- **Written exercise**: Write out every line of the listing below without changing a single character.

- **Supplied data**:
* * * * * * * * *
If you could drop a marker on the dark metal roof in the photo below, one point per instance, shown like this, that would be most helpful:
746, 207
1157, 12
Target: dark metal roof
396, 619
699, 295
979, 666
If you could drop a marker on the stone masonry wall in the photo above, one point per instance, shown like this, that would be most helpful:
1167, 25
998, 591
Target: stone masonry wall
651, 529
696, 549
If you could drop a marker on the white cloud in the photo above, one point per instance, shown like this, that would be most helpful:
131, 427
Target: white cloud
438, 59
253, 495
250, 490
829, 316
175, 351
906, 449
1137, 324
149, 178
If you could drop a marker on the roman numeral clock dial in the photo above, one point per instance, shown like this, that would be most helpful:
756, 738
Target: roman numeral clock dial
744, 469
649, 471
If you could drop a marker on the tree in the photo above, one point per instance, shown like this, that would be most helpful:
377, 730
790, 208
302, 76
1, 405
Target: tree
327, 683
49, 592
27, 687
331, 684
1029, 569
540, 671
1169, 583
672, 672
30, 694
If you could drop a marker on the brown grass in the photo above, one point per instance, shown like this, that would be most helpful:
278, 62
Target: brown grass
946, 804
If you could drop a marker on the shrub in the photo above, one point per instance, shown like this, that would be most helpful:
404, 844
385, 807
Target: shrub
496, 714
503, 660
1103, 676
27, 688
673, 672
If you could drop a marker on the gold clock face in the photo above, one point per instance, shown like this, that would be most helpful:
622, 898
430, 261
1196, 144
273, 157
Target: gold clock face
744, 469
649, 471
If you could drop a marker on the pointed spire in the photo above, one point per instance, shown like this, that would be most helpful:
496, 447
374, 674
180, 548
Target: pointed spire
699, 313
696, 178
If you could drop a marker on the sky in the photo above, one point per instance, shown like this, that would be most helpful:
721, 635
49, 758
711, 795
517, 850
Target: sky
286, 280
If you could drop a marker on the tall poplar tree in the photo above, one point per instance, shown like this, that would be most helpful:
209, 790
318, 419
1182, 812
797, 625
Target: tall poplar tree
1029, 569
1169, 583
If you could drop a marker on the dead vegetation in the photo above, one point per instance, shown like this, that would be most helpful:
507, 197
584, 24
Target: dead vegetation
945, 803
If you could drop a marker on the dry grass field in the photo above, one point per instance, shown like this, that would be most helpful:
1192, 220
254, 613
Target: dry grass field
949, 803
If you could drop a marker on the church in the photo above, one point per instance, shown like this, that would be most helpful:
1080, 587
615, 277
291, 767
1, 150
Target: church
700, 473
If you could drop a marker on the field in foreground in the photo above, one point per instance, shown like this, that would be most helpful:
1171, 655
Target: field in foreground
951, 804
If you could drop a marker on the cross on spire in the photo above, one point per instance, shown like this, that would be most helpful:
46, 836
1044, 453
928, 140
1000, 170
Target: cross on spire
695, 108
* * * * * * * * *
- **Exercise solution**:
If you could drop a marker on the dark metal roof in the photo below, one point per instance, shown like this, that would be most helpful:
746, 207
1157, 12
Target: dark metal roof
396, 619
699, 295
979, 666
If you could drop a marker on the stone masonry wall in the photo above, one point per instance, shown like this, that would be most helpful:
1167, 25
998, 591
Target: stone masonry wall
651, 529
696, 549
If you could drop a marker on the white cloud in the photo above, one point per instance, shown like this, that would be most helpful:
131, 427
Target: white cloud
438, 59
253, 495
250, 490
829, 316
175, 351
906, 449
1137, 324
149, 178
If you could drop a marker on the roman numeral clock dial in the photo above, one point per instance, shown like this, that would be most helpful:
756, 738
Target: roman numeral clock dial
744, 469
649, 471
If you could drop a marker on the tree in the photo above, one point per instance, shown like this, that would be most helpful:
377, 730
790, 208
302, 76
1, 405
Target: tree
327, 683
49, 592
27, 687
331, 684
1029, 569
540, 671
1169, 583
672, 672
30, 694
If you could drop a marker on the brown grass in the photo above, one point per instance, shown like this, that would be most helpful:
278, 62
Target: brown grass
946, 804
If you could drop a marker on the shrub in the photo above, one point per instance, shown like this, that would be most helpful:
404, 844
385, 807
Target: shrub
496, 714
503, 660
1103, 676
27, 688
673, 672
If you could drop a marker on the gold clock face in the photo above, one point per instance, shown like this, that would be most helpful:
622, 898
430, 261
1196, 144
273, 157
Target: gold clock face
744, 469
649, 471
If you could drop a marker on the pointed spire in the photo above, one point per instance, shown like this, that would be most helpful:
496, 447
374, 674
180, 548
Target: pointed spire
699, 313
696, 178
If you could drop a marker on the sky in the photo above, one point per instance, shown like this, that would be most helpful:
721, 635
49, 758
711, 795
517, 850
Target: sky
286, 280
If you could drop a marker on the tall poplar tree in the photo above, one point per instance, shown like this, that would be most helpful:
209, 790
318, 419
1182, 812
797, 625
Target: tall poplar tree
1029, 569
1169, 583
If you could drop a marker on the dead vegetation in the photo above, one point per instance, shown like this, that would be most helpful:
507, 197
584, 24
Target: dead vegetation
945, 803
If you could drop a marker on the dry grass field in the photo above, one point per instance, shown like this, that would be most helpful:
1192, 220
254, 613
Target: dry grass field
949, 803
If you could drop a marker on the church in the photo above, one point per instance, shown like this, that would be most helpful:
1080, 587
615, 277
291, 767
1, 150
Target: church
700, 473
If you could drop a marker on the field in foreground in the photo above, one point per instance, shown like this, that would be most helpful:
1171, 655
Target: field in foreground
951, 804
If you could drop a marker on the cross on spire in the photo above, one point per instance, shown like this, that would be most helpful:
46, 836
1044, 453
928, 140
1000, 170
Target: cross on spire
695, 108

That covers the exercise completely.